- _TASK STATEMENT_:
Set each entry down verbatim, omitting images.

- _Dataset records_:

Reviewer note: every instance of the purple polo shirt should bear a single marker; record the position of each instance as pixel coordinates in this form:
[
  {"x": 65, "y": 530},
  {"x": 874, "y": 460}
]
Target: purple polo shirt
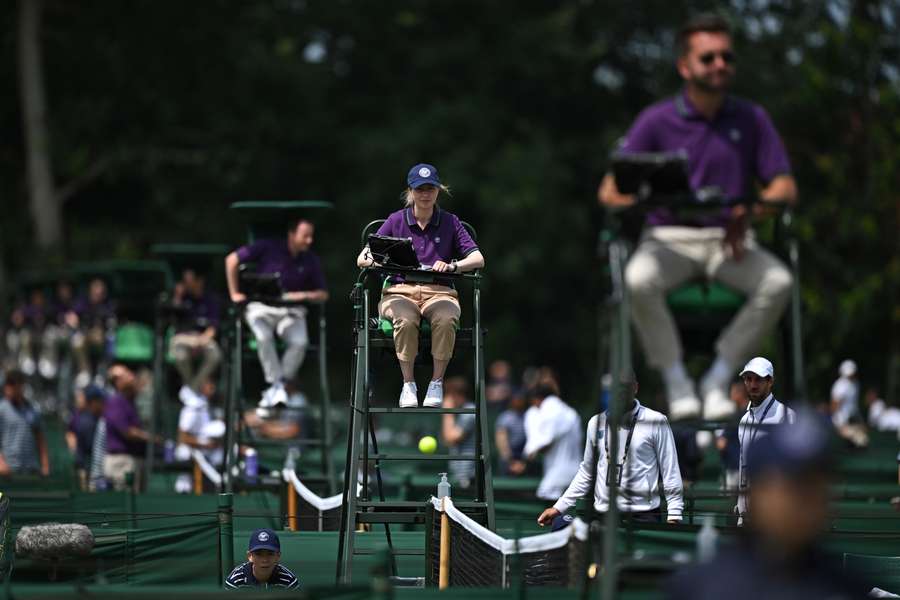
[
  {"x": 301, "y": 273},
  {"x": 734, "y": 150},
  {"x": 120, "y": 414},
  {"x": 444, "y": 237}
]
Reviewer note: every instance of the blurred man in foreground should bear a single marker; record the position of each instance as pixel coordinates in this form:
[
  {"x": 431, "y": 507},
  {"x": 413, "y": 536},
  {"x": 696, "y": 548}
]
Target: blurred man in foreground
[{"x": 778, "y": 555}]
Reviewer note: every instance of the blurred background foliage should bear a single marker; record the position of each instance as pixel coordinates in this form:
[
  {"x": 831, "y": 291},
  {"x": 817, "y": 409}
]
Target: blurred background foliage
[{"x": 162, "y": 113}]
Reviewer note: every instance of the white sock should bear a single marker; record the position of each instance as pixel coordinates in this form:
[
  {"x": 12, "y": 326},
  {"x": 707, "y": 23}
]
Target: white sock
[
  {"x": 675, "y": 374},
  {"x": 720, "y": 371}
]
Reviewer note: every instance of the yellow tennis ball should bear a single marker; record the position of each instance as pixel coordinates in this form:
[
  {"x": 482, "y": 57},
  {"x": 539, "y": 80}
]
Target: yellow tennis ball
[{"x": 427, "y": 445}]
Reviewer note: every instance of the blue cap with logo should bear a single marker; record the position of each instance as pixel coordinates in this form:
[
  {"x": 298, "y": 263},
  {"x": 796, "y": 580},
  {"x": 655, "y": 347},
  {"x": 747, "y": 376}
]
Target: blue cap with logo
[
  {"x": 561, "y": 522},
  {"x": 264, "y": 539},
  {"x": 422, "y": 174}
]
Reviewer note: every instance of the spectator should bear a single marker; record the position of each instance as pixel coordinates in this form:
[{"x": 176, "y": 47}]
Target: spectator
[
  {"x": 301, "y": 280},
  {"x": 499, "y": 383},
  {"x": 845, "y": 406},
  {"x": 731, "y": 144},
  {"x": 198, "y": 313},
  {"x": 647, "y": 451},
  {"x": 779, "y": 555},
  {"x": 94, "y": 318},
  {"x": 727, "y": 441},
  {"x": 509, "y": 435},
  {"x": 881, "y": 416},
  {"x": 80, "y": 435},
  {"x": 196, "y": 427},
  {"x": 23, "y": 446},
  {"x": 37, "y": 318},
  {"x": 126, "y": 438},
  {"x": 552, "y": 430},
  {"x": 763, "y": 414},
  {"x": 18, "y": 342},
  {"x": 458, "y": 430}
]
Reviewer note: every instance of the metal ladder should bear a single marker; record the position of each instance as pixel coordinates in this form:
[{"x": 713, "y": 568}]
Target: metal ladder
[{"x": 360, "y": 509}]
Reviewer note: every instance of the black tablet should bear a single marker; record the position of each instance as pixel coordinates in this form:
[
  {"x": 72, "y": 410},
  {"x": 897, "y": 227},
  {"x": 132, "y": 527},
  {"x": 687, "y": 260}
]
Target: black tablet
[
  {"x": 260, "y": 285},
  {"x": 393, "y": 252},
  {"x": 651, "y": 174}
]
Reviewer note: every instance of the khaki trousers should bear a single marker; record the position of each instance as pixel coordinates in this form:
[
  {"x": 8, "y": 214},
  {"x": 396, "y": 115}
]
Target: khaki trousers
[
  {"x": 669, "y": 256},
  {"x": 405, "y": 304},
  {"x": 116, "y": 466},
  {"x": 183, "y": 347}
]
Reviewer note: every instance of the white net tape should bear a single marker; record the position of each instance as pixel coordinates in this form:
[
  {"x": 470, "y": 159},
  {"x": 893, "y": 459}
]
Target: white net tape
[{"x": 534, "y": 543}]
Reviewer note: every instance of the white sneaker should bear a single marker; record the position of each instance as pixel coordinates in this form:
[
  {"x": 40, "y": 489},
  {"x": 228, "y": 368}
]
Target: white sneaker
[
  {"x": 82, "y": 380},
  {"x": 716, "y": 403},
  {"x": 409, "y": 397},
  {"x": 434, "y": 396},
  {"x": 273, "y": 396},
  {"x": 683, "y": 401}
]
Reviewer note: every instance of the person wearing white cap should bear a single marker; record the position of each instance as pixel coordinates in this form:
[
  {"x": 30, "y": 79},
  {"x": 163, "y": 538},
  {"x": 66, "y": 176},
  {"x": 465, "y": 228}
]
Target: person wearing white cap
[
  {"x": 763, "y": 413},
  {"x": 845, "y": 406}
]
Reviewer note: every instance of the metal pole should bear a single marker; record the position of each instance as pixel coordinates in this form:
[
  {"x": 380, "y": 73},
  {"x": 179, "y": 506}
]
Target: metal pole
[
  {"x": 621, "y": 363},
  {"x": 326, "y": 402},
  {"x": 226, "y": 535}
]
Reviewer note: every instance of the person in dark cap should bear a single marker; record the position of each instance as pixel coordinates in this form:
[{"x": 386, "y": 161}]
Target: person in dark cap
[
  {"x": 777, "y": 554},
  {"x": 442, "y": 244},
  {"x": 262, "y": 569}
]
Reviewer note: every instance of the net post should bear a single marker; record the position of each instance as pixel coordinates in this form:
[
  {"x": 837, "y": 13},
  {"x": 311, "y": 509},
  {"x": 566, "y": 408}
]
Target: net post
[
  {"x": 292, "y": 506},
  {"x": 444, "y": 570},
  {"x": 226, "y": 535},
  {"x": 198, "y": 478}
]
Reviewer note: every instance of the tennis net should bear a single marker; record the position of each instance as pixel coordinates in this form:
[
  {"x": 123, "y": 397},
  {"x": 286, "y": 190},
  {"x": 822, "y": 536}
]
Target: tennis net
[{"x": 480, "y": 557}]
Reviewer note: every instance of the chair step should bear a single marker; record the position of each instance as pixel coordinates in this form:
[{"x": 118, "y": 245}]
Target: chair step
[
  {"x": 420, "y": 410},
  {"x": 469, "y": 457},
  {"x": 394, "y": 551}
]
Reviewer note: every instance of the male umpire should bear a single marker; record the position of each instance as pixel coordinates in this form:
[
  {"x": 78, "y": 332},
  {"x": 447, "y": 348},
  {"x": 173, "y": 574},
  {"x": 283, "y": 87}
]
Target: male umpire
[{"x": 262, "y": 569}]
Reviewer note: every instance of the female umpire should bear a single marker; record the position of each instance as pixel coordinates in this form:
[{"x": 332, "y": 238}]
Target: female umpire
[{"x": 442, "y": 243}]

- _THE RESULT_:
Reviewer note: every instance of the purple polo shirt should bear a single marker; record the position of each instance as pixel coordinates in this form:
[
  {"x": 65, "y": 530},
  {"x": 874, "y": 460}
]
Target: purple polo shirt
[
  {"x": 301, "y": 273},
  {"x": 734, "y": 150},
  {"x": 120, "y": 414},
  {"x": 444, "y": 237}
]
Reviewer note: every instance of the blurred man in foreground should bear a single marker; record the position of each instance as pixel coordinates in this form:
[
  {"x": 431, "y": 507},
  {"x": 413, "y": 536},
  {"x": 696, "y": 548}
]
Target: blurred man in foreground
[{"x": 778, "y": 555}]
Reviewer note: every instance of the blurred background foliage should bear a single marker; record the position of each instance as pixel coordinates in this form:
[
  {"x": 831, "y": 291},
  {"x": 817, "y": 409}
]
Target: blurred background foliage
[{"x": 162, "y": 113}]
Reviewer note: every instance of the white sock should bear a single marker; record the position of each instance as pixel coordinates in this form:
[
  {"x": 12, "y": 326},
  {"x": 707, "y": 23}
]
Target: white sock
[
  {"x": 675, "y": 374},
  {"x": 720, "y": 371}
]
Reviewer note: every instance of the yellow tennis ball should bear a single marker; record the position of each instance as pixel coordinates in this form:
[
  {"x": 482, "y": 57},
  {"x": 539, "y": 80}
]
Target: yellow tennis ball
[{"x": 427, "y": 445}]
Reviewer note: every instance of the blue cap with logo should bear a single marker; record the position of each instance as pixel coordinates in this form:
[
  {"x": 298, "y": 263},
  {"x": 796, "y": 580},
  {"x": 655, "y": 347},
  {"x": 747, "y": 376}
]
Target: blue cap with logo
[
  {"x": 561, "y": 522},
  {"x": 264, "y": 539},
  {"x": 422, "y": 174}
]
Reviewer note: every instance of the spectator should bear a single marker; record the position of each instance as pixel coordinates in this form:
[{"x": 176, "y": 47}]
Target: spectator
[
  {"x": 301, "y": 280},
  {"x": 499, "y": 383},
  {"x": 845, "y": 406},
  {"x": 731, "y": 144},
  {"x": 198, "y": 313},
  {"x": 647, "y": 451},
  {"x": 779, "y": 555},
  {"x": 94, "y": 318},
  {"x": 727, "y": 441},
  {"x": 509, "y": 435},
  {"x": 881, "y": 416},
  {"x": 80, "y": 435},
  {"x": 196, "y": 427},
  {"x": 23, "y": 446},
  {"x": 37, "y": 318},
  {"x": 126, "y": 438},
  {"x": 552, "y": 430},
  {"x": 763, "y": 414},
  {"x": 18, "y": 342},
  {"x": 458, "y": 430}
]
Reviewer note: every instance of the metal ladder should bear a single marker; record the position of each instance as pixel coordinates in this form:
[{"x": 713, "y": 568}]
Target: metal ladder
[{"x": 360, "y": 509}]
Reviewer note: every instance of the black tablet should bear a single marker; record the position of each instance as pixel coordinates in this form:
[
  {"x": 72, "y": 410},
  {"x": 897, "y": 227},
  {"x": 132, "y": 527},
  {"x": 687, "y": 260}
]
Target: black tablet
[
  {"x": 260, "y": 285},
  {"x": 393, "y": 252},
  {"x": 651, "y": 174}
]
Reviewer note: every instance of the khaki trousers should bear a single marker; record the position of each instance as pixel coordinates in this form:
[
  {"x": 8, "y": 214},
  {"x": 396, "y": 115}
]
Target: khaki trousers
[
  {"x": 669, "y": 256},
  {"x": 405, "y": 304},
  {"x": 116, "y": 466},
  {"x": 183, "y": 347}
]
Reviewer note: every instance of the white net tape should bear a single marker; record the position of each instance as pixel coordinates in this form:
[
  {"x": 470, "y": 159},
  {"x": 893, "y": 459}
]
Target: white net tape
[{"x": 534, "y": 543}]
Reviewer note: every instance of the white sneaker should bear a single marker; record the position of each instance as pixel coordinates in this form:
[
  {"x": 40, "y": 489},
  {"x": 228, "y": 368}
]
Target: white sneaker
[
  {"x": 82, "y": 380},
  {"x": 716, "y": 403},
  {"x": 409, "y": 397},
  {"x": 434, "y": 396},
  {"x": 273, "y": 396},
  {"x": 683, "y": 401}
]
Reviewer note: every instance of the person wearing white cap should bear a single marker; record the position of each instance as pixel coordinates in this form:
[
  {"x": 30, "y": 79},
  {"x": 163, "y": 538},
  {"x": 66, "y": 176},
  {"x": 465, "y": 228}
]
Target: person wearing white cap
[
  {"x": 763, "y": 413},
  {"x": 845, "y": 406}
]
Reviewer note: every instance of the metal pole should bear a single marker; record the position of each instance as pixel coordinates in this form:
[
  {"x": 380, "y": 73},
  {"x": 179, "y": 506}
]
Target: metal pole
[
  {"x": 621, "y": 363},
  {"x": 326, "y": 402},
  {"x": 226, "y": 535}
]
Reviewer note: every instance of the person in dark cap should bear a single marker; record the position of each instance as pixel coordinates in this form:
[{"x": 386, "y": 161}]
Target: person in dark cap
[
  {"x": 777, "y": 554},
  {"x": 442, "y": 244},
  {"x": 262, "y": 569}
]
Reviewer note: every instance of the net post should bear a single marker; record the position of each instance as pixel coordinates in this form:
[
  {"x": 837, "y": 13},
  {"x": 311, "y": 509},
  {"x": 566, "y": 408}
]
Target: net post
[
  {"x": 292, "y": 506},
  {"x": 444, "y": 570},
  {"x": 226, "y": 535},
  {"x": 198, "y": 478}
]
Reviewer note: every instance of the tennis net should bear a single marker; record the position of each instance as pixel coordinates in this form:
[
  {"x": 123, "y": 397},
  {"x": 286, "y": 190},
  {"x": 822, "y": 536}
]
Target: tennis net
[{"x": 480, "y": 557}]
Reviewer note: every instance of the chair step should bear a single marker; record the position of each instance as pixel coordinates in this form:
[{"x": 118, "y": 245}]
Target: chair step
[
  {"x": 420, "y": 410},
  {"x": 469, "y": 457},
  {"x": 394, "y": 551}
]
Reviewer note: every instance of the male umpire should bear a single marker; record the position of each instance as pixel coordinates in this form:
[
  {"x": 78, "y": 332},
  {"x": 447, "y": 348},
  {"x": 173, "y": 574},
  {"x": 283, "y": 87}
]
Target: male umpire
[{"x": 262, "y": 569}]
Reviewer note: every instance of the female umpire should bear a single marker; record the position of each instance as pixel coordinates in this form:
[{"x": 332, "y": 238}]
Target: female umpire
[{"x": 442, "y": 243}]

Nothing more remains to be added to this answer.